◆ WRITTEN PROBLEM
Turn the stretch of the material below that starts at the line containing "Each instance of the stone block" and ends at the line containing "[[148, 153]]", both lines included, into a numbered list. Skip any blank lines and leave out everything outside that stretch.

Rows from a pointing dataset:
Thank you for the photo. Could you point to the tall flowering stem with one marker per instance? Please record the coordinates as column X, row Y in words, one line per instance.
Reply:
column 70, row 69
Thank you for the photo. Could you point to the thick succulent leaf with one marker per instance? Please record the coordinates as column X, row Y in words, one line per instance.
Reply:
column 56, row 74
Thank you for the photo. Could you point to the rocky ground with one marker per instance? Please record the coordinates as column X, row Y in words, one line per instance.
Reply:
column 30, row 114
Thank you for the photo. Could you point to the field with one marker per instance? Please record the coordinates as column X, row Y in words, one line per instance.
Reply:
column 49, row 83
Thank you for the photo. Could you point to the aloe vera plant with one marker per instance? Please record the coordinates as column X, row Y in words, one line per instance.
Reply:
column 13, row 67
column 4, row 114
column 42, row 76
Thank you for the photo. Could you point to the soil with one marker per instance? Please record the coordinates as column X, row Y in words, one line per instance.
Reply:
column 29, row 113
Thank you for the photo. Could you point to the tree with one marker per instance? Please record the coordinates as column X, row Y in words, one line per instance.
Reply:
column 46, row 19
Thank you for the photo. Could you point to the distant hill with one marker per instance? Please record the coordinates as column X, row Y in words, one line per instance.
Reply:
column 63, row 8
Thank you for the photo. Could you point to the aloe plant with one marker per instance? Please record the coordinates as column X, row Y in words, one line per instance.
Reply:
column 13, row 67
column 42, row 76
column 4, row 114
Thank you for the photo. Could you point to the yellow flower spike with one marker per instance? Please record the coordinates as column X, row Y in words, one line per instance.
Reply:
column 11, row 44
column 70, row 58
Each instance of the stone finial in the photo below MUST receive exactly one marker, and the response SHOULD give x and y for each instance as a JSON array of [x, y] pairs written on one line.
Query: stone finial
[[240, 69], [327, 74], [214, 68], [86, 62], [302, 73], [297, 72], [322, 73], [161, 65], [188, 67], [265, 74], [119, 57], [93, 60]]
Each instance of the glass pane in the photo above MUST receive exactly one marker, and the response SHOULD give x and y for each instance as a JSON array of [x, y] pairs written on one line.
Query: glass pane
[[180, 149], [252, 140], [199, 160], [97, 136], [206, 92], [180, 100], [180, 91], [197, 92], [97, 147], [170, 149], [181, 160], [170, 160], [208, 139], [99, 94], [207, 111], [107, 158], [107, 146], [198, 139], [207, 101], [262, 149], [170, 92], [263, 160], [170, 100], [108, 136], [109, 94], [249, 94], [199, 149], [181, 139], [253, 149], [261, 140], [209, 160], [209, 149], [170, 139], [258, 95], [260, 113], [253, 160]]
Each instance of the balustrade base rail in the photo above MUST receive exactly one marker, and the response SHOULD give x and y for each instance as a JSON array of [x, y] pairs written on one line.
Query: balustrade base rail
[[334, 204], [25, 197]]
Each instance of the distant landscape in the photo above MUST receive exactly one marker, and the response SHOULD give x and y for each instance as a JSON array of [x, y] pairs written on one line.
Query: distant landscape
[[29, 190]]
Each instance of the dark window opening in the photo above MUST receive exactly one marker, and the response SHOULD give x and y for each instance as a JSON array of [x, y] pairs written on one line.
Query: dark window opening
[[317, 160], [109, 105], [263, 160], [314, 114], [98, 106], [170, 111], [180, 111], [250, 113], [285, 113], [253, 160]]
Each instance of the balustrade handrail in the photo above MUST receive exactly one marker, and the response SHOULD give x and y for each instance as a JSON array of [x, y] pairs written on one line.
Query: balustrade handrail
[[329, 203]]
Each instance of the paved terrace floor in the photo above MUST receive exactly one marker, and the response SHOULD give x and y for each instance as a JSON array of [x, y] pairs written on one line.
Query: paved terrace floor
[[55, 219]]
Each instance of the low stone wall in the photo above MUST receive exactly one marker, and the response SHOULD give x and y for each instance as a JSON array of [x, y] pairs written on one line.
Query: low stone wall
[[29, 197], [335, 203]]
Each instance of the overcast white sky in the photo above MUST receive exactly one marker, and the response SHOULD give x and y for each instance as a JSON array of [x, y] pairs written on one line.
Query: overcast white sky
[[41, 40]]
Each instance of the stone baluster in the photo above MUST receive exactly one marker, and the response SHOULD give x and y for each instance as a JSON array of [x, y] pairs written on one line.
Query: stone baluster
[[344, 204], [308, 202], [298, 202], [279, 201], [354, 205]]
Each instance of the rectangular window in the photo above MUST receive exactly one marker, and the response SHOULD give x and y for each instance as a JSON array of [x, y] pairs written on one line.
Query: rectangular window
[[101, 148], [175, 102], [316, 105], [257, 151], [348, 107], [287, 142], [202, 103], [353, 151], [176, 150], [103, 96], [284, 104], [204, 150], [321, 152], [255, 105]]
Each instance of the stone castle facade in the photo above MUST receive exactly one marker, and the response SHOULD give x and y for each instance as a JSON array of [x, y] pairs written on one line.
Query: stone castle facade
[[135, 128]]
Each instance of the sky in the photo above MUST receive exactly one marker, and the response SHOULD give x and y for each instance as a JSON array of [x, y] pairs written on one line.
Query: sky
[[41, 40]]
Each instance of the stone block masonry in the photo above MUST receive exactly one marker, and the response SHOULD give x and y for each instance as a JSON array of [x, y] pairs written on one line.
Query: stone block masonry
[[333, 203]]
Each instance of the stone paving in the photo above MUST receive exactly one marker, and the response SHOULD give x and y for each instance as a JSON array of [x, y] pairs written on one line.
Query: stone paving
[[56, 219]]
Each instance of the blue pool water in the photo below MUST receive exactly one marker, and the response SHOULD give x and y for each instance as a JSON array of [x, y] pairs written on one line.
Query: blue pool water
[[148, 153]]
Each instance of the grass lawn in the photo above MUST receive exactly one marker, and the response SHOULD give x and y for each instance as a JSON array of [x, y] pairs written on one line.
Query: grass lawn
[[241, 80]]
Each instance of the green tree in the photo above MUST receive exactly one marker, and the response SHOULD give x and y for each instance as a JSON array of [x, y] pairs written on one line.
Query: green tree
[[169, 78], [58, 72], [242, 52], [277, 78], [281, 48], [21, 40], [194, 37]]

◆ TASK OUTPUT
1. Each instance of the stone block masonry in the photo above MUST receive exactly one marker, and the response SHOULD give x and y for each instance as a JSON array of [x, y] pairs written on one line.
2. Query: stone block masonry
3. [[333, 203]]
4. Each instance of the stone paving in the photo above MUST receive exactly one marker, and the response SHOULD give x and y for each instance as a JSON array of [x, y] pairs written on one line.
5. Query: stone paving
6. [[56, 219]]
7. Each instance of the blue pool water in the photo below MUST receive exactly one marker, and the response SHOULD give x and y for each instance as a JSON array of [x, y] pairs written on one line.
8. Query: blue pool water
9. [[148, 153]]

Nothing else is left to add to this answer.